- [To do]:
(1) In the AFDocs text below, what post-conversion character count gets a Warn result?
(2) Sum up the AFDocs text below in two sentences.
(3) Write what comes next in the AFDocs text below, picking up after its last sentence.

- [Given text]:
────
AFDocs measures both the raw HTML size and the post-conversion size, and scores based on the conversion result. See content-start-position below for more on how boilerplate affects what agents see.
Results
Based on post-conversion character count:
| Result | Condition |
|---|---|
| Pass | Under 50,000 characters |
| Warn | 50,000-100,000 characters |
| Fail | Over 100,000 characters |
The output also reports the conversion ratio. A page that converts from 505KB HTML to 12KB markdown has 98% boilerplate, meaning only 2% of the HTML was documentation content.
How to fix
If pages convert to too many characters, review pages for reducible boilerplate (navigation, serialized tabbed content) and consider these fixes:
- Large pages: Break long reference pages into smaller sections.
- Navigation boilerplate: Reduce navigation, sidebar, and breadcrumb markup that inflates the converted output.
- Tabbed content: See tabbed-content-serialization.
- Markdown alternative: Provide markdown versions as a smaller alternative path for agents that bypass HTML conversion overhead.
Markdown availability helps agents that request it, but most agents still fetch HTML, so fixing the HTML path remains important.
content-start-position
How far into the response actual documentation content begins.
| Weight | Medium (4) |
| Spec | content-start-position |
Why it matters
After HTML-to-markdown conversion, boilerplate often survives. Navigation menus, breadcrumbs, sidebars, and footer content all convert to text that precedes or surrounds the actual documentation. Depending on the agent's conversion pipeline, inline CSS and JavaScript may also survive as raw text. If enough of this boilerplate appears before your actual content, the agent may never see your documentation at all because it hits truncation limits first.
────
- [Information shown]:

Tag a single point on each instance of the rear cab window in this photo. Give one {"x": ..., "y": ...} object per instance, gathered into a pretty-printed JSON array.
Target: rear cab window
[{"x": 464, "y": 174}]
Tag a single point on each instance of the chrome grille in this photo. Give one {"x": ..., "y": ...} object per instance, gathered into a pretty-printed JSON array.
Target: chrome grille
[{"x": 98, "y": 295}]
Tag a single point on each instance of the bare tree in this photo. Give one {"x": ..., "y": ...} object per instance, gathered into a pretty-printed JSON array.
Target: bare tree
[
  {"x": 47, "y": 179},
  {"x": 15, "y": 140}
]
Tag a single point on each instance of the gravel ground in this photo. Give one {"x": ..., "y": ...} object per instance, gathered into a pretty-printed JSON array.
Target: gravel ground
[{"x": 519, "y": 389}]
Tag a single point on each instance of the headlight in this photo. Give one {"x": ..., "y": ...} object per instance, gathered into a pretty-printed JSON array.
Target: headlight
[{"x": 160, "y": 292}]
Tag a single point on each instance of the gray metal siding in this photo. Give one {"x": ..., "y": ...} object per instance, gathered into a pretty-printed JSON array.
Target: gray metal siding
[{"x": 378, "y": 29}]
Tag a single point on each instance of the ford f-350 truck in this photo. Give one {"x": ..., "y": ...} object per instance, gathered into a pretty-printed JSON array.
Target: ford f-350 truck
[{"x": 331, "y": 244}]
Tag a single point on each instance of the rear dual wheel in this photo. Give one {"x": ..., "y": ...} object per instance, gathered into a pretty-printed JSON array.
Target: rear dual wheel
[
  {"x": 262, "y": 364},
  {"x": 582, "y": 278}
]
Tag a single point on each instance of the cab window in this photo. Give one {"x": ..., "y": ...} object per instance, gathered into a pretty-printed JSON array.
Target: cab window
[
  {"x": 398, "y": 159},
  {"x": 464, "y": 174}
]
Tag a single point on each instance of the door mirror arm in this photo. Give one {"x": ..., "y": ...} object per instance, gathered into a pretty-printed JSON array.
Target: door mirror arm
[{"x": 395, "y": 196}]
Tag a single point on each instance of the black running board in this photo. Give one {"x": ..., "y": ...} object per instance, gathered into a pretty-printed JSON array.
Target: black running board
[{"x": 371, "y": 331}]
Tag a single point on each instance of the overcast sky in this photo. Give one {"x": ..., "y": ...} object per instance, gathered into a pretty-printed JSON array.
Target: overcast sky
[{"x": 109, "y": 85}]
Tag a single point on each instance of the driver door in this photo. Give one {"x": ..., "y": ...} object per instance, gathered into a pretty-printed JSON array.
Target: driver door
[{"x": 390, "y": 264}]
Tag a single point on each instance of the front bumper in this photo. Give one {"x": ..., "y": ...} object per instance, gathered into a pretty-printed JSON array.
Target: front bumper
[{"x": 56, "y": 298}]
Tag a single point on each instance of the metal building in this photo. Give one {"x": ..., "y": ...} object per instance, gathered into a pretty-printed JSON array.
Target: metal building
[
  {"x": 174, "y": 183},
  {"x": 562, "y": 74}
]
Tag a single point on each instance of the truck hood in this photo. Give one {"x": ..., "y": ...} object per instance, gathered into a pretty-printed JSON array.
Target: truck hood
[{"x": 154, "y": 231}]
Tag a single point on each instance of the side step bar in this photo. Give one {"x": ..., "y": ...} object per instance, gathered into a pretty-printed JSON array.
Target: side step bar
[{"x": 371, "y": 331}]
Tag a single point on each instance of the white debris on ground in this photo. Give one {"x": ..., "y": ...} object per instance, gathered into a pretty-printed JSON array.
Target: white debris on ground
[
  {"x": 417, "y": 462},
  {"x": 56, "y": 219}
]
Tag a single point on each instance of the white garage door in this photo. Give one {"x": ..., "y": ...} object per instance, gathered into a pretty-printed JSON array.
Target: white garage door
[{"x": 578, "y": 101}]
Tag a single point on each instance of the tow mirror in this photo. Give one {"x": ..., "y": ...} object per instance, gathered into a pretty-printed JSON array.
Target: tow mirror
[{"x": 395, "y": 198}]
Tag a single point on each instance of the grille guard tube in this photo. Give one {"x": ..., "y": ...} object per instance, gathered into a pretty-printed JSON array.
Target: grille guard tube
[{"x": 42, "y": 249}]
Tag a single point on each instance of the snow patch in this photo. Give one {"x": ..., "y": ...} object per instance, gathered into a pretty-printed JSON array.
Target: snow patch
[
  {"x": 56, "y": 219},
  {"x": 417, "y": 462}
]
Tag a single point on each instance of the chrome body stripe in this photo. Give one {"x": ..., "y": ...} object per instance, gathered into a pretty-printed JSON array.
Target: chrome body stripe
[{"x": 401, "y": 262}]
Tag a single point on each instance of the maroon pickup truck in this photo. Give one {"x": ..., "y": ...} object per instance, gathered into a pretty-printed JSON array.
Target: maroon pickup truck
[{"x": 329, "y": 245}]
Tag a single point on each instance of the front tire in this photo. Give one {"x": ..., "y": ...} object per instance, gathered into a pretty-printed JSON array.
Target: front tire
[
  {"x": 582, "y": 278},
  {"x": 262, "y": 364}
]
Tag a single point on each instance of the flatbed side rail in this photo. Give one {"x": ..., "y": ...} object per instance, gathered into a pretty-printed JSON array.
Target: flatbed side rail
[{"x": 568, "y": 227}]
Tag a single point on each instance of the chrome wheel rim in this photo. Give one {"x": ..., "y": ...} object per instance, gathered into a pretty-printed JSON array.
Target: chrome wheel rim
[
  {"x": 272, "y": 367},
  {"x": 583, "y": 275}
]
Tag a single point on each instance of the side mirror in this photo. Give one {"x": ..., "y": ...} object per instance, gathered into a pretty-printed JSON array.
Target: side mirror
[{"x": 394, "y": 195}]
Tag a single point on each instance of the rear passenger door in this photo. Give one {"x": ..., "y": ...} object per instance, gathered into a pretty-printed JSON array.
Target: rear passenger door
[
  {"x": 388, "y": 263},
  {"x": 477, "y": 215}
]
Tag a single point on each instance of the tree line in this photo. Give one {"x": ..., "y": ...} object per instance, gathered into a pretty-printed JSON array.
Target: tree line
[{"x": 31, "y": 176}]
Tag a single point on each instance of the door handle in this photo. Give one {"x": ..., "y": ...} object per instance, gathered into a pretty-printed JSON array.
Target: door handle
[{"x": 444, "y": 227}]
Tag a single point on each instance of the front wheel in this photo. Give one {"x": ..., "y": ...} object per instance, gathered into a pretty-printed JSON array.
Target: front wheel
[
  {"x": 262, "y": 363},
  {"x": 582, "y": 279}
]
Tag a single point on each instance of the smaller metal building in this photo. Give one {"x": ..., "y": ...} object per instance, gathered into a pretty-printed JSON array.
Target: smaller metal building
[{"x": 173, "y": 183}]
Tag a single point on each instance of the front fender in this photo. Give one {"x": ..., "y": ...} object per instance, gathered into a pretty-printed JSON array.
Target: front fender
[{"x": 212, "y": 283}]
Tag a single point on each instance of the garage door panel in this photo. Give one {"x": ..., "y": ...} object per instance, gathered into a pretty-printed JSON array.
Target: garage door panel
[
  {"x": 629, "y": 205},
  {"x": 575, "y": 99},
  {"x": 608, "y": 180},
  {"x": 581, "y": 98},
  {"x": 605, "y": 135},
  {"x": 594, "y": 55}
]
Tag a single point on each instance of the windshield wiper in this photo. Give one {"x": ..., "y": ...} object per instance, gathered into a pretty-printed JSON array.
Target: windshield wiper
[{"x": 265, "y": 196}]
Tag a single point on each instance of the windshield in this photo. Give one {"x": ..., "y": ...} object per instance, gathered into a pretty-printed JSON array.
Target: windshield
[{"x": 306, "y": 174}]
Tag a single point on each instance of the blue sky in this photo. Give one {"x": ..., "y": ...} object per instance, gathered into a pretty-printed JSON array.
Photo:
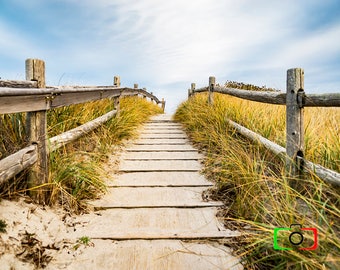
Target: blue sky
[{"x": 166, "y": 45}]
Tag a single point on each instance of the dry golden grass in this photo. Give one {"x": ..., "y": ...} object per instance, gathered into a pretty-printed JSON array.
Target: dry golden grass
[{"x": 76, "y": 169}]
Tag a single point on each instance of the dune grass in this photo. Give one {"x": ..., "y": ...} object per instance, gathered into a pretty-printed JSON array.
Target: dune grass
[
  {"x": 251, "y": 180},
  {"x": 76, "y": 170}
]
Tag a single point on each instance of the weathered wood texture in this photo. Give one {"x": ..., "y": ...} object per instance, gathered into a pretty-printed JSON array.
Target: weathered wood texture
[
  {"x": 295, "y": 100},
  {"x": 294, "y": 122},
  {"x": 38, "y": 176},
  {"x": 160, "y": 148},
  {"x": 32, "y": 96},
  {"x": 16, "y": 163},
  {"x": 150, "y": 255},
  {"x": 27, "y": 100},
  {"x": 151, "y": 197},
  {"x": 18, "y": 84},
  {"x": 159, "y": 179},
  {"x": 76, "y": 133},
  {"x": 273, "y": 147}
]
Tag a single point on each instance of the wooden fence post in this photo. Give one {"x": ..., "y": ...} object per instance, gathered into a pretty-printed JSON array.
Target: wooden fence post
[
  {"x": 116, "y": 81},
  {"x": 294, "y": 123},
  {"x": 192, "y": 90},
  {"x": 144, "y": 97},
  {"x": 211, "y": 90},
  {"x": 37, "y": 134}
]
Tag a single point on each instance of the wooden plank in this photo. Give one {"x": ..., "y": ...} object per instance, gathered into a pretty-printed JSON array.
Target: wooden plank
[
  {"x": 162, "y": 148},
  {"x": 294, "y": 123},
  {"x": 36, "y": 123},
  {"x": 158, "y": 179},
  {"x": 162, "y": 135},
  {"x": 163, "y": 128},
  {"x": 159, "y": 165},
  {"x": 322, "y": 100},
  {"x": 153, "y": 223},
  {"x": 17, "y": 162},
  {"x": 17, "y": 104},
  {"x": 15, "y": 100},
  {"x": 18, "y": 84},
  {"x": 74, "y": 134},
  {"x": 165, "y": 132},
  {"x": 143, "y": 197},
  {"x": 161, "y": 124},
  {"x": 264, "y": 97},
  {"x": 161, "y": 117},
  {"x": 273, "y": 147},
  {"x": 161, "y": 141},
  {"x": 150, "y": 255},
  {"x": 161, "y": 155}
]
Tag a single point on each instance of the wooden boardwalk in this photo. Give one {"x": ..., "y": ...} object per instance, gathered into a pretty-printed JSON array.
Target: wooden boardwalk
[{"x": 153, "y": 216}]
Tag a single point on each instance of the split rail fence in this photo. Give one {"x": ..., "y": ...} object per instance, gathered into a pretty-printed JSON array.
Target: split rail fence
[
  {"x": 295, "y": 99},
  {"x": 33, "y": 97}
]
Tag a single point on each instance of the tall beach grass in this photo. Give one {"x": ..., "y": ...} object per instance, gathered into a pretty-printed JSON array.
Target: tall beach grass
[{"x": 76, "y": 169}]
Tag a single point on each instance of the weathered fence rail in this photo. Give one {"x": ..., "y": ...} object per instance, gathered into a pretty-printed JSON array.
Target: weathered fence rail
[
  {"x": 34, "y": 98},
  {"x": 295, "y": 100}
]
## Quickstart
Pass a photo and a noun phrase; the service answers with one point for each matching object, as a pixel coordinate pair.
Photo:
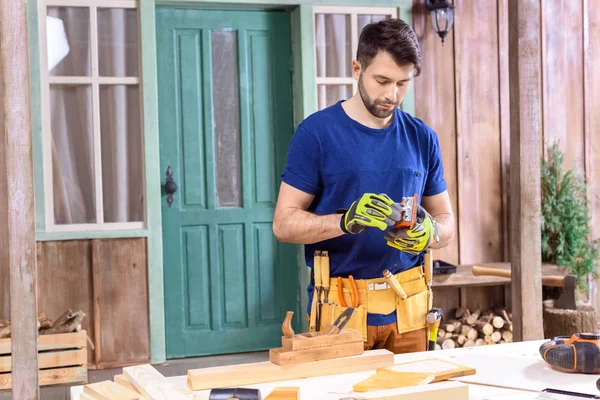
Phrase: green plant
(566, 236)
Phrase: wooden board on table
(248, 374)
(153, 385)
(441, 369)
(109, 390)
(523, 373)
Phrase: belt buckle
(379, 286)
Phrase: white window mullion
(354, 43)
(96, 116)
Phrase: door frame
(304, 92)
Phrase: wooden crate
(62, 358)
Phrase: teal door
(225, 112)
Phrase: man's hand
(417, 239)
(370, 210)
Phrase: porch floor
(169, 368)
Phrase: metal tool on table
(432, 322)
(353, 291)
(577, 353)
(235, 393)
(339, 324)
(568, 283)
(318, 286)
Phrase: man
(363, 156)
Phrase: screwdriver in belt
(318, 284)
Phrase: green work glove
(417, 239)
(370, 210)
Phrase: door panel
(225, 122)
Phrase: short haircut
(393, 36)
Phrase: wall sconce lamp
(442, 16)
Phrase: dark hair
(393, 36)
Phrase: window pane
(333, 45)
(122, 153)
(72, 154)
(330, 94)
(118, 42)
(227, 118)
(363, 20)
(68, 42)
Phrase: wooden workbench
(500, 369)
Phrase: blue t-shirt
(338, 159)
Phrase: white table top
(526, 370)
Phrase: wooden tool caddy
(307, 347)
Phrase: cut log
(473, 317)
(560, 322)
(496, 336)
(498, 322)
(484, 327)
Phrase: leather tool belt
(376, 296)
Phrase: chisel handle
(325, 269)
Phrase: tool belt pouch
(358, 321)
(411, 312)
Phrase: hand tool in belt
(338, 325)
(353, 291)
(318, 285)
(325, 274)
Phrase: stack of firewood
(68, 322)
(475, 328)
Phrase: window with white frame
(92, 121)
(337, 30)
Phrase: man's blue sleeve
(303, 168)
(436, 183)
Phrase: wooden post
(525, 151)
(14, 69)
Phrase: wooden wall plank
(65, 282)
(478, 132)
(120, 280)
(525, 129)
(562, 63)
(435, 104)
(591, 19)
(5, 271)
(504, 121)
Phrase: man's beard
(372, 105)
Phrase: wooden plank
(4, 272)
(562, 61)
(53, 359)
(503, 79)
(153, 385)
(109, 390)
(248, 374)
(525, 116)
(61, 341)
(435, 105)
(478, 133)
(52, 377)
(20, 216)
(119, 307)
(65, 282)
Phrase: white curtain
(334, 53)
(72, 122)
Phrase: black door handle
(170, 186)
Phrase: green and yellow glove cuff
(370, 210)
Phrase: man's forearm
(446, 228)
(302, 227)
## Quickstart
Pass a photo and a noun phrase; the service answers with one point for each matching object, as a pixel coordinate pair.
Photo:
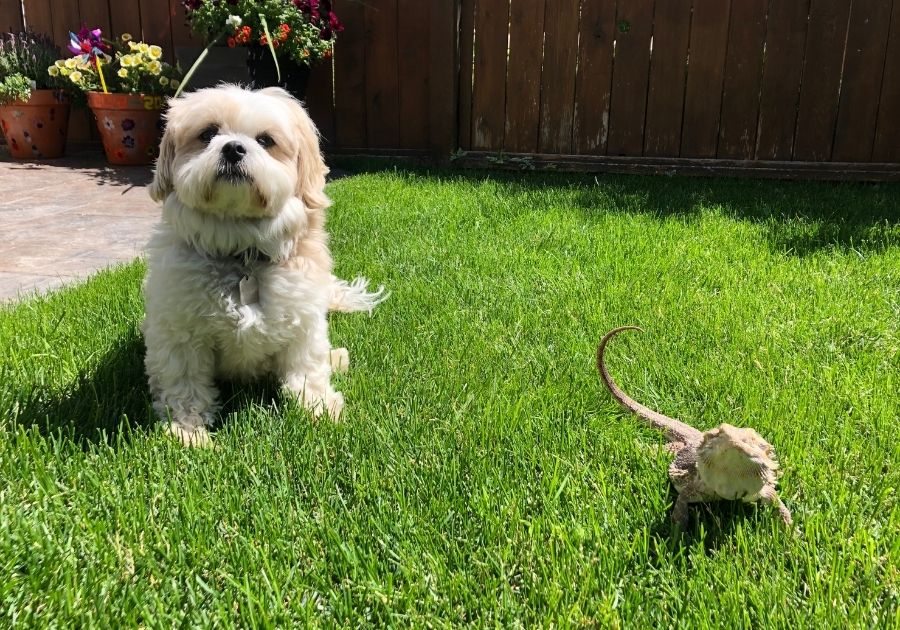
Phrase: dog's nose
(233, 152)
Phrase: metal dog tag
(249, 288)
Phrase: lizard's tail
(674, 429)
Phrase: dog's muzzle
(230, 170)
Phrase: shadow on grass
(711, 524)
(100, 404)
(800, 217)
(114, 398)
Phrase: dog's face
(239, 154)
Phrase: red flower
(334, 22)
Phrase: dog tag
(249, 288)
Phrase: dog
(239, 281)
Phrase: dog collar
(251, 255)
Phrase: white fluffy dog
(240, 275)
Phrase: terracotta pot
(130, 126)
(36, 128)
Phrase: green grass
(481, 475)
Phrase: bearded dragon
(727, 462)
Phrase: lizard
(726, 462)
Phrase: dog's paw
(331, 403)
(190, 435)
(340, 360)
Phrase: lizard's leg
(770, 496)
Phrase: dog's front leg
(180, 367)
(305, 367)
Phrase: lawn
(480, 474)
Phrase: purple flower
(88, 44)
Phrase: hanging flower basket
(294, 76)
(36, 128)
(130, 126)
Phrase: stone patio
(62, 220)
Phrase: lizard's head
(736, 462)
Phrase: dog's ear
(162, 174)
(311, 169)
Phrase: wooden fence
(776, 86)
(389, 90)
(805, 81)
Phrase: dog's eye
(209, 133)
(265, 140)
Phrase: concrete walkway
(62, 220)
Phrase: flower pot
(130, 126)
(294, 76)
(36, 128)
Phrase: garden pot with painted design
(130, 126)
(36, 128)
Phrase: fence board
(593, 82)
(523, 81)
(125, 17)
(489, 90)
(821, 80)
(668, 69)
(319, 100)
(443, 73)
(466, 71)
(95, 13)
(887, 134)
(65, 19)
(156, 25)
(181, 31)
(350, 76)
(38, 16)
(780, 90)
(631, 72)
(10, 15)
(382, 89)
(412, 37)
(706, 67)
(864, 60)
(558, 83)
(743, 75)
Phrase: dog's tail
(348, 297)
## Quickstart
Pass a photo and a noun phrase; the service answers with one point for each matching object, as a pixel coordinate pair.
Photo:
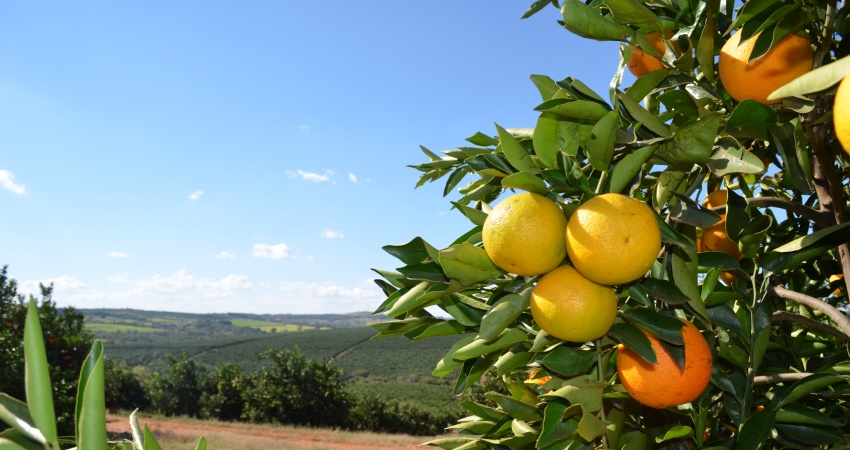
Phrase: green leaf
(448, 364)
(526, 182)
(568, 361)
(480, 347)
(676, 432)
(634, 339)
(795, 252)
(515, 153)
(751, 119)
(91, 403)
(640, 114)
(628, 167)
(37, 377)
(515, 408)
(16, 414)
(692, 143)
(413, 252)
(730, 157)
(573, 109)
(820, 79)
(502, 314)
(666, 328)
(468, 264)
(600, 146)
(632, 12)
(587, 22)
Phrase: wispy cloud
(331, 234)
(7, 181)
(268, 251)
(310, 176)
(224, 255)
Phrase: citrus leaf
(634, 339)
(37, 377)
(600, 146)
(665, 328)
(503, 313)
(525, 182)
(569, 362)
(516, 154)
(628, 167)
(587, 22)
(817, 80)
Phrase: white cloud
(331, 234)
(224, 255)
(268, 251)
(310, 176)
(7, 181)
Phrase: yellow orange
(664, 384)
(568, 306)
(787, 60)
(613, 239)
(524, 234)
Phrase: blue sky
(249, 156)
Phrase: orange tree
(742, 308)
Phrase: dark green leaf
(587, 22)
(634, 339)
(568, 361)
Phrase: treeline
(289, 389)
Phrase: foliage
(33, 425)
(66, 343)
(777, 330)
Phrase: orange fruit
(841, 113)
(568, 306)
(715, 239)
(640, 63)
(524, 234)
(787, 60)
(613, 239)
(664, 384)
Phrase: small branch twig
(780, 377)
(810, 323)
(840, 319)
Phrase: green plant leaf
(569, 362)
(820, 79)
(600, 146)
(666, 328)
(503, 313)
(468, 264)
(586, 22)
(37, 377)
(634, 339)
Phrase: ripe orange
(640, 63)
(570, 307)
(715, 239)
(524, 234)
(841, 113)
(613, 239)
(787, 60)
(663, 384)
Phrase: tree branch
(780, 377)
(810, 323)
(803, 299)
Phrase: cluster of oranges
(611, 240)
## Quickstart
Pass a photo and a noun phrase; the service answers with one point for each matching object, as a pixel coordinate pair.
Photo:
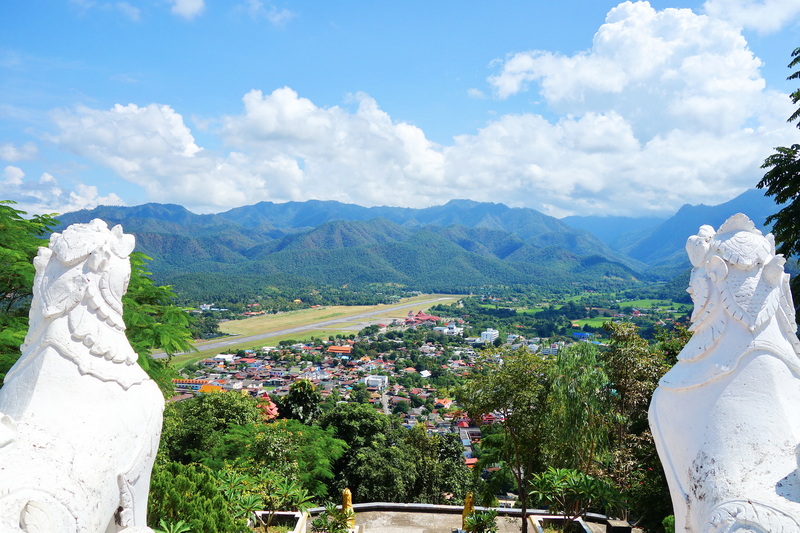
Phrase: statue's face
(698, 290)
(119, 275)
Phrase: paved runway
(238, 339)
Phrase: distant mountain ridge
(453, 247)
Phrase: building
(489, 335)
(379, 382)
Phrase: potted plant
(332, 520)
(481, 522)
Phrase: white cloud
(256, 10)
(13, 153)
(12, 175)
(129, 11)
(667, 107)
(187, 9)
(659, 69)
(763, 16)
(45, 195)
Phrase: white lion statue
(80, 421)
(726, 417)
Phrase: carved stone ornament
(80, 421)
(726, 417)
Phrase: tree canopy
(20, 239)
(782, 180)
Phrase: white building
(379, 382)
(489, 335)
────
- [Answers for each item]:
(1) 50,000 to 100,000 characters.

(2) AFDocs scores a page by its character count after HTML-to-markdown conversion: under 50,000 passes, 50,000 to 100,000 gets a warning, and over 100,000 fails. Suggested fixes include breaking up long pages, cutting navigation markup, and offering markdown versions, and a related check, content-start-position, measures how far into the response the real documentation begins, because boilerplate ahead of it can hit agents' truncation limits first.

(3)
In observed cases, actual content didn't start until 87% through the converted page: 441,000 characters of styling code before the first paragraph of actual documentation. The agent reported seeing a documentation page about CSS instead of the actual documentation content.
Results
Based on where content begins in the converted output:
| Result | Condition |
|---|---|
| Pass | Content starts within the first 10% |
| Warn | Content starts between 10-50% |
| Fail | Content starts after 50% |
How to fix
If this check warns or fails, reduce navigation, breadcrumb, and sidebar markup that precedes the content area. These are the most common sources of boilerplate that pushes content past truncation limits.
If your platform inlines CSS or JavaScript, check whether you can reduce the amount or move it to external files. Navigation chrome, theme variables, and third-party widget styles all contribute to the boilerplate before content.